*EXCERPTED TEXT*

## Start

Members One of Another
On the Porous Body of Christ
For the first two instalments in this series, visit here and here.
When I began my doctoral studies on Augustine of Hippo, I didn’t anticipate spending several years of my life ploughing through ancient rhetoric. But one of the unexpected gifts of reading writers like Cicero is that it gave me a better ear for rhetoric in general — a growing sense that how an argument is arranged is often as important as the argument itself. Skilled writers and speakers often do their most important work in the moves their readers aren’t expecting.
A good example is the very beginning of 1 Corinthians. Taken at face value, Paul seems to be warmly commending the Corinthian Christians for their eloquence and wisdom — the two most prized disciplines in the Greek and Roman world. It’s roughly equivalent to commending a congregation today for its management expertise and multi-platform communications strategy. Only at verse 17 does the commendation suddenly bite: Christ did not send me to proclaim the gospel with eloquent wisdom, so that the cross of Christ might not be emptied of its power. Paul puffs them up so he can stick a theological pin into their pride. The pin prick is just as important as the claim.

## End

*PROBLEM 1*
Answer these questions from the excerpt on the porous body of Christ:
(a) Whom was the writer studying in doctoral work?
(b) Which two disciplines were the most prized in the Greek and Roman world?
(c) At which verse of 1 Corinthians does the commendation suddenly bite?

[Labeled shape records]
## Start

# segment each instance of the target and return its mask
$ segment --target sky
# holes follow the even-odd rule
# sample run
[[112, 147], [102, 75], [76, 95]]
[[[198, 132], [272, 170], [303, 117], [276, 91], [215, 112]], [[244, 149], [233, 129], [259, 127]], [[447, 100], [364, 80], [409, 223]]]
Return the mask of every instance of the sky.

## End

*PROBLEM 2*
Rewrite every row of the labeled shape records with "instance" changed to "occurrence", keeping all else as it is.

*FINAL RESULT 1*
(a) Augustine of Hippo
(b) Eloquence and wisdom
(c) Verse 17

*FINAL RESULT 2*
# segment each occurrence of the target and return its mask
$ segment --target sky
# holes follow the even-odd rule
# sample run
[[112, 147], [102, 75], [76, 95]]
[[[198, 132], [272, 170], [303, 117], [276, 91], [215, 112]], [[244, 149], [233, 129], [259, 127]], [[447, 100], [364, 80], [409, 223]]]
Return the mask of every occurrence of the sky.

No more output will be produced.